> [Text segment]:
= = = =
JOHNNY, I HARDLY KNEW YE XII


July 25, 2012

"JOHNNY, I HARDLY KNEW YE" XII

Knoxville, Tennessee (JFK+50) Today we continue our report of Chapter 12 of the book by Kenneth P. O'Donnell & David F. Powers with Joe McCarthy.  It is published by Little, Brown & Company.


The title of Chapter 12 is "Johnny, I Hardly Knew Ye"


Kenneth O'Donnell writes that during a small & informal dinner on his last night in Ireland, JFK told Bean de Valera, the wife of Ireland's president, that he would be leaving her country from Shannon* Airport the next day.


*Shannon, on the Shannon River in western Ireland, was built in the 1960s on reclaimed marshland near the airport.  The city, whose airport was the world's 1st duty free airport, is located in County Clare.


Mrs. de Valera recited a poem about the Shannon River.


JFK wrote the lines on a couple of place cards, memorized the words the next morning & recited the poem as he said good-bye at the airport.**


**'Tis the Shannon's brightly glancing stream,
  Brightly gleaming, silent in the morning beam, oh! the sight entrancing.
  Thus return from travels long, years of exile, years of pain
  To see Old Shannon's face again,
  O'er the waters glancing.'


On the way to the airport, two stops were made, one at Galway & the other at Limerick.***

***see JFK Visits Galway at www.jfk50.blogspot.com/2011/06/jfk-visits-galway-limerick.html


80,000 people were waiting for JFK at the city square in GALWAY.
= = = =
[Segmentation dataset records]
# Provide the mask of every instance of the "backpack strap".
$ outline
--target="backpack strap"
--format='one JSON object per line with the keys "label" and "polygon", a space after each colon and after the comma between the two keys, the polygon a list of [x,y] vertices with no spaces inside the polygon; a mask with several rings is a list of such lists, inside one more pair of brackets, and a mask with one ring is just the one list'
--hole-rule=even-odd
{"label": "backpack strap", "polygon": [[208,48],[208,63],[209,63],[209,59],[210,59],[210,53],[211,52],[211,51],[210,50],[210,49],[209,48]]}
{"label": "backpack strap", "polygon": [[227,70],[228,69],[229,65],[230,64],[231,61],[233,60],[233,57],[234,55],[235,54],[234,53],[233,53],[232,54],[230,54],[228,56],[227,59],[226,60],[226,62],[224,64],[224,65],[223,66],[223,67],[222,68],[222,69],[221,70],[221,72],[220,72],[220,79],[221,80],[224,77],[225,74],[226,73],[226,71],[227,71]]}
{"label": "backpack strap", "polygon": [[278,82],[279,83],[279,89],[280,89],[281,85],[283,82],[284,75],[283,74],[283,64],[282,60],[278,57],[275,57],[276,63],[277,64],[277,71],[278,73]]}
= = = =
> [Tasks to perform]:
• A. Could you write out the JFK report from "JOHNNY, I HARDLY KNEW YE XII" to "Brown & Company.", switching "Knoxville" to "Nashville"?
• B. Can you pick up the JFK report and carry it on from its last line?

> [Exercise answers]:
• A.
JOHNNY, I HARDLY KNEW YE XII


July 25, 2012

"JOHNNY, I HARDLY KNEW YE" XII

Nashville, Tennessee (JFK+50) Today we continue our report of Chapter 12 of the book by Kenneth P. O'Donnell & David F. Powers with Joe McCarthy.  It is published by Little, Brown & Company.

• B.
At Limerick he said:


"Last night somebody sang a song, the words of which I am sure you know, 'Come back to Erin.....come back arue to the land of thy birth, come with the shamrock in the springtime...'.


This is not the land of my birth, but it is the land for which I hold the greatest affection, & I will certainly come back in the springtime."


Kenny tells us that as they drove across the field to AF1, he saw someone with a sign bearing the title of another popular Irish song, a sad ballad about a young man who left his girl to go to war where he would be killed. 


Kenny remembers that when they were bringing the President's body back to Washington, D.C. from Dallas, he thought of that sign & added "I think of it often now."


The sign bore these words:


"JOHNNY, I HARDLY KNEW YE."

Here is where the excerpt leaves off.